From the rows below, pull out every line that contains the word "column". Case counts.
Start of Data for this exercise
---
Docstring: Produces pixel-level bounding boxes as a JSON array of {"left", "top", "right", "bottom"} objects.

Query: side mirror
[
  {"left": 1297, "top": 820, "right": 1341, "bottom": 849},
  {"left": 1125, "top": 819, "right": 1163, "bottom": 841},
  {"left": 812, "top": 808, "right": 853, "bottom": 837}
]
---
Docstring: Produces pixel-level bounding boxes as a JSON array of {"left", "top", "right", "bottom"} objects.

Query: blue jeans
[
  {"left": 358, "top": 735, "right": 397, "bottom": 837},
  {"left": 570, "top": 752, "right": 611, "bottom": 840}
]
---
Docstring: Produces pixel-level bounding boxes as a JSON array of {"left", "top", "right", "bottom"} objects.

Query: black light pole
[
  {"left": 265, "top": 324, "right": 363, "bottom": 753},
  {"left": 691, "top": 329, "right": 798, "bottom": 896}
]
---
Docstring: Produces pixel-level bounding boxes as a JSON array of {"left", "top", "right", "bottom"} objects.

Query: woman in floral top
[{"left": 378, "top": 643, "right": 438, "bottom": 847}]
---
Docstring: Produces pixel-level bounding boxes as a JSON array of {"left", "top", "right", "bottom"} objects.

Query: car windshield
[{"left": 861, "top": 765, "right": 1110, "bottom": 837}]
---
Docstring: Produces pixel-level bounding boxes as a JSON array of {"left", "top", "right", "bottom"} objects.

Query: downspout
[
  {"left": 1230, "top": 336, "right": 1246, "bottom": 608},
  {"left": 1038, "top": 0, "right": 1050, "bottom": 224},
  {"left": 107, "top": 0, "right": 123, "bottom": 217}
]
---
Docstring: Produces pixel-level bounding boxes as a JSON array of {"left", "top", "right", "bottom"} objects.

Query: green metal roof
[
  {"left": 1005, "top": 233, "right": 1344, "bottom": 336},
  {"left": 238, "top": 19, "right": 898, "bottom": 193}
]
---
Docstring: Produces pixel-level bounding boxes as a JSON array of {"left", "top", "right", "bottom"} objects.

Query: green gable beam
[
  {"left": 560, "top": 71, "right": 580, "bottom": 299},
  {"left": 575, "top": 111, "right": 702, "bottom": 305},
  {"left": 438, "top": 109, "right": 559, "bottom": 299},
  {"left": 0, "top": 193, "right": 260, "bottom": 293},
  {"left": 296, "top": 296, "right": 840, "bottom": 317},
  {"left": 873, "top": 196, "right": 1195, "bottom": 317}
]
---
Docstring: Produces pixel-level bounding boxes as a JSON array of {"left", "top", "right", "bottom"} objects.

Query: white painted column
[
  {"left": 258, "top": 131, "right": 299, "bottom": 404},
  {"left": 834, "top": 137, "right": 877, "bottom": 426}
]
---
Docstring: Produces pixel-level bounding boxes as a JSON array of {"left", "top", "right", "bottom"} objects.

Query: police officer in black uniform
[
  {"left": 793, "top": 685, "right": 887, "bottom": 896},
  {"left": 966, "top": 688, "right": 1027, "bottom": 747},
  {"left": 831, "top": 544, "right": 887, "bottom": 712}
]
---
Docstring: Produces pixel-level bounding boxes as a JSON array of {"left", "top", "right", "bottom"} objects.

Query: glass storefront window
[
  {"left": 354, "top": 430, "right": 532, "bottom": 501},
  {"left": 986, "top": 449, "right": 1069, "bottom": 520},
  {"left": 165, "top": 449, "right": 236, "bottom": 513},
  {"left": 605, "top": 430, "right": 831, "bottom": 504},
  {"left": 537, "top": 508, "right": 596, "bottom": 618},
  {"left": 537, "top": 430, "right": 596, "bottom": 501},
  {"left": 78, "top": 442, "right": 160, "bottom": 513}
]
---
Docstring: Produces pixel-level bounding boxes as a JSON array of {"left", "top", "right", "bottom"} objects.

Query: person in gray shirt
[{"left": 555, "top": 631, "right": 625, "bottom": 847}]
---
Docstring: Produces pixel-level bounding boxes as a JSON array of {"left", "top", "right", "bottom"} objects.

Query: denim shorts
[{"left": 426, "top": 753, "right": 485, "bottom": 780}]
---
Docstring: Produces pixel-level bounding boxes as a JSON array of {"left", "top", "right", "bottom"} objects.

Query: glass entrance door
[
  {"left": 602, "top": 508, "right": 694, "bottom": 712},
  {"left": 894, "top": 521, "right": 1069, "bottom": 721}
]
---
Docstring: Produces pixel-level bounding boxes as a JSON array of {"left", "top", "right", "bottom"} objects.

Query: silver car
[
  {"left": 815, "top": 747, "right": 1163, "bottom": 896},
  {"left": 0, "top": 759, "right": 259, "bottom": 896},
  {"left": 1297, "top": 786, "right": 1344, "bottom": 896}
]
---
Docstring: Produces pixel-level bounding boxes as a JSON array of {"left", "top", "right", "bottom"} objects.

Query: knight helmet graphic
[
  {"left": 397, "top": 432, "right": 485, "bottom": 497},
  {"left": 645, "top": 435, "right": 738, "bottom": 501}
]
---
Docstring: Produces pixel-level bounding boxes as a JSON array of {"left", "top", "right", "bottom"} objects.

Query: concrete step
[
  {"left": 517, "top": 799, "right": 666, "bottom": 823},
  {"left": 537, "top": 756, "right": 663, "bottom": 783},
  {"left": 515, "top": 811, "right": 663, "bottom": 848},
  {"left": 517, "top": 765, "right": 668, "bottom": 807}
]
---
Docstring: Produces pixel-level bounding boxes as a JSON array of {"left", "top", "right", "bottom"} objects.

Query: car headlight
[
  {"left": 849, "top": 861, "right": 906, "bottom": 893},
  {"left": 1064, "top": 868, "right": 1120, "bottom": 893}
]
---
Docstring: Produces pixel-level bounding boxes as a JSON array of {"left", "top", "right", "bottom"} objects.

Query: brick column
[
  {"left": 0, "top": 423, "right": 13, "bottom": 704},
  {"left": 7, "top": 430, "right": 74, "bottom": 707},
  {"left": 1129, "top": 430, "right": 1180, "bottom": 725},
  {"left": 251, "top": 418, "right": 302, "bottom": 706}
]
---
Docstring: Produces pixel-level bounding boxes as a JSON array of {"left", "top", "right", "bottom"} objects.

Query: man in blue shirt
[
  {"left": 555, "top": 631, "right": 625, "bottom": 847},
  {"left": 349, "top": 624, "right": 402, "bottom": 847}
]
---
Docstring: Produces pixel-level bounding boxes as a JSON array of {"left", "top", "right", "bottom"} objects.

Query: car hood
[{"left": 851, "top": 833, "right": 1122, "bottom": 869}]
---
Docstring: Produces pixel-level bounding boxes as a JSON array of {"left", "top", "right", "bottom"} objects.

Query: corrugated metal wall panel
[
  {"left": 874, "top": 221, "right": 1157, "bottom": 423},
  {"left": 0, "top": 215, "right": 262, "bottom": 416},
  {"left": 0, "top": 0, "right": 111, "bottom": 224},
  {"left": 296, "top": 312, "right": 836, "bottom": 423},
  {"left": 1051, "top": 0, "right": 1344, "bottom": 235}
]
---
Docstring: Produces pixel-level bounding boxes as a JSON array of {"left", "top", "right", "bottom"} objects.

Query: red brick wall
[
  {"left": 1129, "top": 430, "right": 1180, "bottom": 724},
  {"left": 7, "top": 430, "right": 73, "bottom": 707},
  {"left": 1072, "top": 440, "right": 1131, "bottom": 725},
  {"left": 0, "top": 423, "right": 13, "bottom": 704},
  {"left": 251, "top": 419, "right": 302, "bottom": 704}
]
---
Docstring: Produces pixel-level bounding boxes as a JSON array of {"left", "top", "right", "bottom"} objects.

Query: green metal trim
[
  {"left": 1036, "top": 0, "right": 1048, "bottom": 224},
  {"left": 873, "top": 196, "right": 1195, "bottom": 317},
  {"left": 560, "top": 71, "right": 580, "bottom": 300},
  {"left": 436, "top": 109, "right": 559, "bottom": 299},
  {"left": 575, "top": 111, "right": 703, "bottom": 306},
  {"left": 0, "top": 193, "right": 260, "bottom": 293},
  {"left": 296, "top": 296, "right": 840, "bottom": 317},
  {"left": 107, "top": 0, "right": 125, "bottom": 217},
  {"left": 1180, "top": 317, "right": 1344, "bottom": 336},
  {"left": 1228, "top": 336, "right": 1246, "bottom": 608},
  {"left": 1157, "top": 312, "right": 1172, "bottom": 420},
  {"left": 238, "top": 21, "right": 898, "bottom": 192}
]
End of Data for this exercise
* [In response]:
Query: white painted column
Query: brick column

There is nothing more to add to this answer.